Point-per-instance localization data:
============================================================
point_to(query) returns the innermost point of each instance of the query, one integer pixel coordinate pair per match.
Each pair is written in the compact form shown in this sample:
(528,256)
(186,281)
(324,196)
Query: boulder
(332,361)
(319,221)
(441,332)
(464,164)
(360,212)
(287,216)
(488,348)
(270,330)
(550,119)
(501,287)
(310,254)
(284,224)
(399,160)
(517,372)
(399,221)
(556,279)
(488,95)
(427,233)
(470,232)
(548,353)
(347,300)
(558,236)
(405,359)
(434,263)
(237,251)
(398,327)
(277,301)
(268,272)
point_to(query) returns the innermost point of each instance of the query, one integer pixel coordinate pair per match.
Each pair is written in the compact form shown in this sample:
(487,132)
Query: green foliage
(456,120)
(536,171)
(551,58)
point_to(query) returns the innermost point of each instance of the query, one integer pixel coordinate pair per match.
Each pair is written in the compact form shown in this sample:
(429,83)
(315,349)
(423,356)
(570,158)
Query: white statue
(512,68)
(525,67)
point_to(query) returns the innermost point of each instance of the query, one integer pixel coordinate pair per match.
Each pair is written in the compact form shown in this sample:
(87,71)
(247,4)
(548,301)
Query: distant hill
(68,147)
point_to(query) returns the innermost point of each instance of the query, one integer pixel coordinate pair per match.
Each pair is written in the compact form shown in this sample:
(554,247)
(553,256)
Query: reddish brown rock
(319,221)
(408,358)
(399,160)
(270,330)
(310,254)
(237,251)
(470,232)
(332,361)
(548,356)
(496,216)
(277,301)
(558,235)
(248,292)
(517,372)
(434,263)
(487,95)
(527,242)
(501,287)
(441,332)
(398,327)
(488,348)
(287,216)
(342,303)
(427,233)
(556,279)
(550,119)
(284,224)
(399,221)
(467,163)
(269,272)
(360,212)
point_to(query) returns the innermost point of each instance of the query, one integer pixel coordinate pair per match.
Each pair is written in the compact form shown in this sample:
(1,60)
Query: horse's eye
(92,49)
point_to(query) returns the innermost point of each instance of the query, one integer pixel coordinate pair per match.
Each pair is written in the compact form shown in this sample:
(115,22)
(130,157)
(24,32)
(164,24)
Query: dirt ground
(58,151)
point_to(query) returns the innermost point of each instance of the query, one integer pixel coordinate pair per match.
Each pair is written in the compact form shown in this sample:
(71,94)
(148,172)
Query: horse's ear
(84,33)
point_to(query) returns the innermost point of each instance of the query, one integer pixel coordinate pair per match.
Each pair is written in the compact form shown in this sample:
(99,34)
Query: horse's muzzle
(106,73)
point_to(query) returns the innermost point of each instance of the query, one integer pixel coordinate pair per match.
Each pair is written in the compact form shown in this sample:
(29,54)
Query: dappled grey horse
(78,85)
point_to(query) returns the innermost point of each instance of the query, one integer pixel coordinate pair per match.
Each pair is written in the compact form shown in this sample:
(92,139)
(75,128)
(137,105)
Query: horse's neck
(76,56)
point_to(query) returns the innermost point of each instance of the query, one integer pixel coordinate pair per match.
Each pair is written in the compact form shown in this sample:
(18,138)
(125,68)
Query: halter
============================================================
### YOUR TASK
Repeat each record exactly, leaving nothing out.

### WRITTEN ANSWER
point_to(query) returns the innermost point of each instance of the query, one integer pixel coordinate pair per match.
Each pair is written in the compact form shown in this sample:
(528,256)
(186,281)
(324,196)
Query: boulder
(332,361)
(319,221)
(441,332)
(464,164)
(360,212)
(287,216)
(488,348)
(270,330)
(550,119)
(501,287)
(310,254)
(284,224)
(399,160)
(517,372)
(399,221)
(556,279)
(488,95)
(427,233)
(470,232)
(548,353)
(347,300)
(558,236)
(405,359)
(434,263)
(237,251)
(398,327)
(277,301)
(268,272)
point_to(query) returns the innermost point of each instance of the query, one integer pixel coordinate pair per match.
Each pair is written in the compact form shown in this sample:
(487,132)
Query: green foliage
(456,120)
(536,171)
(551,58)
point_to(query) returns the innermost point of each instance of the query, one integer pixel coordinate pair per match.
Each pair is written in the compact form shown in this sample:
(429,83)
(315,349)
(423,356)
(570,158)
Query: white statue
(512,68)
(525,67)
point_to(query) returns the innermost point of each instance of the query, one integer pixel coordinate pair per match.
Each pair is written in the compact form shown in this sample:
(87,71)
(247,4)
(548,301)
Query: distant hill
(68,147)
point_to(query) returns the innermost point of each instance of the query, one integer pixel coordinate pair per match.
Each pair is written in the compact form shown in this sample:
(554,247)
(553,256)
Query: reddish brown rock
(319,221)
(408,358)
(399,160)
(270,330)
(310,254)
(237,251)
(470,232)
(332,361)
(548,356)
(496,216)
(277,301)
(558,235)
(248,292)
(517,372)
(434,263)
(487,95)
(527,242)
(501,287)
(441,332)
(398,327)
(488,348)
(287,216)
(342,303)
(427,233)
(556,279)
(550,119)
(284,224)
(399,221)
(467,163)
(269,272)
(360,212)
point_to(query) returns the innermost point of each instance of the query, one integer pixel coordinate pair per match.
Each pair is written in the compact form shown in this sample:
(1,60)
Query: horse's eye
(92,49)
point_to(query) returns the innermost point of each instance of the query, one integer pixel coordinate pair per match.
Each pair is written in the compact form shown in this sample:
(115,22)
(130,157)
(24,32)
(164,24)
Query: dirt ground
(58,151)
point_to(query) returns the innermost point of each instance of the query, one integer pixel coordinate pair per match.
Each pair is written in the compact form shown in this sample:
(71,94)
(148,172)
Query: horse's ear
(84,33)
point_to(query) returns the innermost point of each instance of the query, one integer pixel coordinate pair per match.
Each pair is written in the compact form shown in this sample:
(99,34)
Query: horse's muzzle
(106,73)
point_to(query) returns the innermost point of each instance of the query, one integer pixel coordinate pair per match.
Each pair is written in the compact form shown in this sample:
(29,54)
Query: dappled grey horse
(78,85)
point_to(query) returns the innermost point of each instance of the query, one integer pixel coordinate pair per match.
Each pair is written in the compact form shown in this sample:
(92,139)
(75,128)
(137,105)
Query: horse's neck
(76,56)
point_to(query) returns the innermost point of each instance of the query, one integer pixel coordinate pair per match.
Each pair is written in the compact form shown in this sample:
(18,138)
(125,68)
Query: halter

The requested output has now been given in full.